[Saved entries]
········

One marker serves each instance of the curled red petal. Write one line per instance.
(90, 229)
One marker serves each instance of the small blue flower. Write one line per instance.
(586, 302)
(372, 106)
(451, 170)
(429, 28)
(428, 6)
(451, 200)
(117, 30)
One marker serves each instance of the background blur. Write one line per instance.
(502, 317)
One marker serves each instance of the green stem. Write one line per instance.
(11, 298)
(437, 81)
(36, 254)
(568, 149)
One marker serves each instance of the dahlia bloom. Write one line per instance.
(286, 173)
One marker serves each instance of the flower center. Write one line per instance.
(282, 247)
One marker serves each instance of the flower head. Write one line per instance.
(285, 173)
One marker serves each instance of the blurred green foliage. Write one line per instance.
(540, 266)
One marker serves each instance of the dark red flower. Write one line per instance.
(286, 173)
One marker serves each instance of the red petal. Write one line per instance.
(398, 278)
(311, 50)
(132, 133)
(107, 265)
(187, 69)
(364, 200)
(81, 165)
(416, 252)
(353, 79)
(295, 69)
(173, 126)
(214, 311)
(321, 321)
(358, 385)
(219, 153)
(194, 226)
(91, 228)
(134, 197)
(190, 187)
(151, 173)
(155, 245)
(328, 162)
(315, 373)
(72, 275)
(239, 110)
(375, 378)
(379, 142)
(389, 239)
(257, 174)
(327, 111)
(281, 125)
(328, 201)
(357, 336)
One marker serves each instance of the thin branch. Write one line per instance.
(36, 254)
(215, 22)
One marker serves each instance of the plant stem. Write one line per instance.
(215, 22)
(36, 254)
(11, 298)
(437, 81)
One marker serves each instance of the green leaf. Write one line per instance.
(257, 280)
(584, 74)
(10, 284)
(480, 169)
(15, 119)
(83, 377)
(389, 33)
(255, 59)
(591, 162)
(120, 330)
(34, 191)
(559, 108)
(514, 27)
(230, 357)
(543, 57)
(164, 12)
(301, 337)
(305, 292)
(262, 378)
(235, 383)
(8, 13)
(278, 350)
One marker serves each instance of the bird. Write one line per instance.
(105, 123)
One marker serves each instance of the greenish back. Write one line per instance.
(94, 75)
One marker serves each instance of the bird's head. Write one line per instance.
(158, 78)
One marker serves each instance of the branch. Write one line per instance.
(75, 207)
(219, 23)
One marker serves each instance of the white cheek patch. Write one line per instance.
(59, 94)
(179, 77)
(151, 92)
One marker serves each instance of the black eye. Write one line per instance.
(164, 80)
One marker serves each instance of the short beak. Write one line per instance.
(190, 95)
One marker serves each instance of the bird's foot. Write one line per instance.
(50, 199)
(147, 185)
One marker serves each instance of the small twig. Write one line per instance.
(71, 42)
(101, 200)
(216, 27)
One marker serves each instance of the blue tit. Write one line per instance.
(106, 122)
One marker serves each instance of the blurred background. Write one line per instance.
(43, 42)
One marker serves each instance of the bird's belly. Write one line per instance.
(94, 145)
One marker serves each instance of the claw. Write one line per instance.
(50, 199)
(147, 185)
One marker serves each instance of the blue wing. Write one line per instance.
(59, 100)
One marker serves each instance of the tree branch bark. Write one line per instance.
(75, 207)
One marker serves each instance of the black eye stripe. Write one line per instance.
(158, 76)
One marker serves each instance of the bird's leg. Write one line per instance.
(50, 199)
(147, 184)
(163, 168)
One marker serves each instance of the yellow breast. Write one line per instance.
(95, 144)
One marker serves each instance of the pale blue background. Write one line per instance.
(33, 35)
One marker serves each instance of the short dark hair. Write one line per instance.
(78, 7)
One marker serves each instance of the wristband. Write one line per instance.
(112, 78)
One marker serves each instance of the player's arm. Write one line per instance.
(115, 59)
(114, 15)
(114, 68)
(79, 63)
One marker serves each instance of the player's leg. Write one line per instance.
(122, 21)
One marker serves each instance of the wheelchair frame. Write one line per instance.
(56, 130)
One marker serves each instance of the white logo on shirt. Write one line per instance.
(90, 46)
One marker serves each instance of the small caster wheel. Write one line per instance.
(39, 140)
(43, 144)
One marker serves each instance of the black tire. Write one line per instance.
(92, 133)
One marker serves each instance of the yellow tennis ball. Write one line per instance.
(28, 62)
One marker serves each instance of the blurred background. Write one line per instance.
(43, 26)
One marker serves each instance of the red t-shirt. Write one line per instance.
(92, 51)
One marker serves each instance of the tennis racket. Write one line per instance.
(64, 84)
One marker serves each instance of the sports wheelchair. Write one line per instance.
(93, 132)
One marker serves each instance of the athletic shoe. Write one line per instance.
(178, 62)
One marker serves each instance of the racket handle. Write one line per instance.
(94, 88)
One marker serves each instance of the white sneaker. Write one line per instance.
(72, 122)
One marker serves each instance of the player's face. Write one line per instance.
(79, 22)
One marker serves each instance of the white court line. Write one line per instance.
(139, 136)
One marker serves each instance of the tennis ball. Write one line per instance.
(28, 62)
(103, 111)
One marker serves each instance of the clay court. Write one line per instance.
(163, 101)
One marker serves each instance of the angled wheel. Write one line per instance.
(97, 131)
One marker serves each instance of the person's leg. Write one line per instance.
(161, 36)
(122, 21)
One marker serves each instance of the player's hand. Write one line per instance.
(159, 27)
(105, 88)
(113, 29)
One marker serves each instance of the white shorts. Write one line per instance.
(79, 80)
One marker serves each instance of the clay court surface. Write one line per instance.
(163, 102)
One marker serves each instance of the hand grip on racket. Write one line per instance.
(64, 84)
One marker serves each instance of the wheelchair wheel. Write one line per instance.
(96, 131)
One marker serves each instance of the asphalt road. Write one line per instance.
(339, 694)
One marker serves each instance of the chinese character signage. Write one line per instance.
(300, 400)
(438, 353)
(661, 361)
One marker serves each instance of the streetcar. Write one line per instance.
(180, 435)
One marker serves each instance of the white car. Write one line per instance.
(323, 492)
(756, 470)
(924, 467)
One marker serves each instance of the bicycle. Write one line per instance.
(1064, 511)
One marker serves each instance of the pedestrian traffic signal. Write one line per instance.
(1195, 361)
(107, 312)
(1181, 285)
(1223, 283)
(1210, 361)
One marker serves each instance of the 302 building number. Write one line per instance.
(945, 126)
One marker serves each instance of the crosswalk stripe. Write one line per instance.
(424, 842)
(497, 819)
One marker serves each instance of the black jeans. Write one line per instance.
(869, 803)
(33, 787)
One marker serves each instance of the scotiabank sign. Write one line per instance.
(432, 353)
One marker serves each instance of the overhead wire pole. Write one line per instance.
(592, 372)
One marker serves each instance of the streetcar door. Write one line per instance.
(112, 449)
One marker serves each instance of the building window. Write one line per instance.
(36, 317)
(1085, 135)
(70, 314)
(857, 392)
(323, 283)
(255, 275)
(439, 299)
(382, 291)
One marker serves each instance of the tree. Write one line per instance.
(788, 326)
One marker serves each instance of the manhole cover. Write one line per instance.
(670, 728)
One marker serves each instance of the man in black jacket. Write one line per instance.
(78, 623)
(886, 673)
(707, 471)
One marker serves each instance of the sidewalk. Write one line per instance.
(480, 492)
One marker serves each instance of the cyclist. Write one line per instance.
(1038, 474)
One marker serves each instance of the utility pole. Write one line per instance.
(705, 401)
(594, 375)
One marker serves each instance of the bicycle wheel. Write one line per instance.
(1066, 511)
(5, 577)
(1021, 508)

········

◆ **Brief**
Take the entries and copy them out exactly.

◆ **Answer area**
One marker serves each instance of the curled red petal. Write one line per instance.
(90, 229)
One marker serves each instance of the small blue flower. Write one line per instance.
(586, 302)
(372, 106)
(451, 170)
(429, 28)
(428, 6)
(451, 200)
(117, 30)
One marker serves each instance of the background blur. Write one line per instance.
(502, 317)
One marker serves each instance of the green stem. Write one line per instance.
(11, 298)
(437, 81)
(36, 254)
(568, 149)
One marker serves each instance of the dahlia bloom. Write one line per instance.
(286, 173)
One marker serves each instance of the flower center. Write one line per instance.
(282, 247)
One marker serves each instance of the flower head. Write one line per instance.
(285, 173)
One marker serves each instance of the blurred green foliage. Write one line per instance.
(540, 266)
One marker serves each instance of the dark red flower. Write one line per instance.
(286, 173)
One marker serves each instance of the red petal. Write one line per instance.
(398, 278)
(311, 50)
(132, 133)
(107, 265)
(187, 69)
(364, 200)
(81, 165)
(416, 252)
(353, 79)
(295, 69)
(173, 126)
(214, 311)
(321, 321)
(358, 385)
(219, 153)
(194, 226)
(91, 228)
(134, 197)
(190, 187)
(151, 173)
(155, 245)
(328, 162)
(315, 373)
(72, 275)
(239, 110)
(375, 378)
(379, 142)
(389, 239)
(257, 174)
(327, 111)
(281, 125)
(328, 201)
(357, 336)
One marker serves each instance of the thin branch. Write one line per instance.
(36, 254)
(215, 22)
One marker serves each instance of the plant stem. Write one line per instance.
(215, 22)
(36, 254)
(11, 298)
(437, 81)
One marker serves each instance of the green leaf. Write one line per instance.
(257, 280)
(584, 74)
(10, 284)
(480, 169)
(15, 119)
(83, 377)
(389, 33)
(255, 59)
(591, 162)
(120, 330)
(34, 191)
(559, 108)
(514, 27)
(230, 357)
(543, 57)
(164, 12)
(301, 337)
(305, 292)
(262, 378)
(235, 383)
(8, 13)
(278, 350)
One marker serves each instance of the bird. Write one line per instance.
(105, 123)
One marker serves each instance of the greenish back. Write one line per instance.
(94, 75)
One marker serves each instance of the bird's head. Write one line per instance.
(158, 78)
One marker serves each instance of the branch. Write one line per instance.
(75, 207)
(219, 23)
One marker serves each instance of the white cheek patch. Write one line per instance.
(59, 94)
(179, 77)
(151, 92)
One marker serves each instance of the black eye. Write one line per instance.
(164, 80)
One marker serves each instance of the short beak. Write one line per instance.
(190, 95)
One marker serves each instance of the bird's foot. Write one line per instance.
(50, 199)
(147, 185)
One marker serves each instance of the small twig. Write one line per instance.
(71, 42)
(101, 200)
(216, 27)
One marker serves each instance of the blue tit. Write one line per instance.
(106, 122)
One marker serves each instance of the blurred background. Write one line per instance.
(43, 42)
One marker serves each instance of the bird's belly. Write one line per instance.
(94, 145)
One marker serves each instance of the claw. Write one line per instance.
(50, 199)
(147, 185)
One marker serves each instance of the blue wing. Write one line per instance.
(59, 100)
One marker serves each instance of the tree branch bark. Write one line per instance.
(75, 207)
One marker serves each instance of the black eye stripe. Write one line per instance.
(158, 76)
One marker serves each instance of the bird's leg. Write one line per instance.
(50, 199)
(147, 184)
(163, 168)
One marker serves each instance of the yellow breast. Write one line per instance.
(95, 144)
One marker serves each instance of the pale blue background. Write one line per instance.
(33, 35)
One marker serves each instance of the short dark hair. Write one line per instance.
(78, 7)
One marker serves each instance of the wristband. Write one line per instance.
(112, 78)
One marker serves each instance of the player's arm. Write one line per instance.
(115, 59)
(114, 15)
(114, 68)
(79, 63)
One marker serves each instance of the player's leg. Write one line per instance.
(122, 21)
One marker serves each instance of the wheelchair frame. Write one line per instance.
(56, 130)
One marker serves each instance of the white logo on shirt. Write one line per instance.
(90, 46)
One marker serves each instance of the small caster wheel. Write one line per instance.
(39, 140)
(43, 144)
One marker serves each instance of the black tire. Write one line per instance.
(92, 133)
One marker serves each instance of the yellow tennis ball. Write one line per instance.
(28, 62)
One marker serves each instance of the blurred background. Write one line per instance.
(43, 26)
One marker serves each instance of the red t-shirt. Write one line per instance.
(92, 51)
One marker serves each instance of the tennis racket. Write one line per instance.
(64, 84)
One marker serves each instance of the sports wheelchair. Write one line per instance.
(93, 132)
One marker serves each instance of the athletic shoe. Write one line per instance.
(178, 62)
One marker serves each instance of the racket handle. Write one line per instance.
(94, 88)
One marker serves each instance of the white sneaker. Write one line per instance.
(72, 122)
One marker serves each instance of the player's face. Write one line per instance.
(79, 22)
One marker serves each instance of the white court line. Write one line per instance.
(139, 136)
One marker serves each instance of the tennis ball. Write one line per instance.
(28, 62)
(103, 111)
One marker serves each instance of the clay court. Write one line per instance.
(163, 101)
One marker serves each instance of the angled wheel. Write one line per instance.
(97, 131)
One marker serves each instance of the person's leg. Write one line per instance.
(161, 36)
(122, 21)
One marker serves each instance of the player's hand. Write one line per instance.
(159, 27)
(105, 88)
(113, 29)
One marker serves each instance of the white shorts. Write one line per instance.
(79, 80)
One marker serves each instance of the clay court surface. Write one line per instance.
(163, 102)
One marker serves each instance of the hand grip on racket. Write one line per instance.
(64, 84)
One marker serves each instance of the wheelchair wheel. Write one line per instance.
(96, 131)
One marker serves each instance of the asphalt road. Write one line per instance.
(339, 694)
One marker serves each instance of the chinese character signage. Write one line per instance.
(300, 400)
(438, 353)
(661, 361)
One marker serves each instance of the streetcar. Write one line per instance.
(180, 435)
One marker serves each instance of the white car. Write one line per instance.
(323, 492)
(756, 470)
(924, 467)
One marker serves each instance of the bicycle. Write one line per instance.
(1064, 511)
One marker serves each instance of the pedestrian traffic signal. Write one line per instance.
(1195, 361)
(107, 312)
(1181, 285)
(1223, 283)
(1210, 361)
One marker serves each instance of the 302 building number. Write one line per instance.
(945, 126)
One marker serves each instance of the crosswalk stripe. Write one line per instance.
(424, 842)
(497, 819)
One marker serves each instance of the black jeans. Write one line per instance.
(869, 803)
(33, 787)
One marker serves each instance of the scotiabank sign. Write one line per instance.
(432, 353)
One marker serves each instance of the overhead wire pole. Write one line per instance.
(592, 372)
One marker serves each instance of the streetcar door. Write one line per instance.
(112, 449)
One marker serves each instance of the building window. Write one line per instance.
(36, 317)
(1085, 135)
(70, 314)
(857, 392)
(323, 283)
(255, 275)
(439, 299)
(382, 291)
One marker serves each instance of the tree. Write one line per instance.
(788, 326)
One marker serves each instance of the manhole cover. Write one line per instance.
(670, 728)
One marker serves each instance of the man in black jacket. Write one line per instance.
(78, 623)
(886, 673)
(707, 471)
One marker serves each instance of the sidewalk. Write one line per instance.
(480, 492)
One marker serves each instance of the cyclist. Write one line per instance.
(1038, 474)
One marker serves each instance of the utility pole. Write one line per instance.
(705, 401)
(594, 375)
One marker serves each instance of the bicycle wheel. Write one line per instance.
(1066, 511)
(5, 577)
(1021, 508)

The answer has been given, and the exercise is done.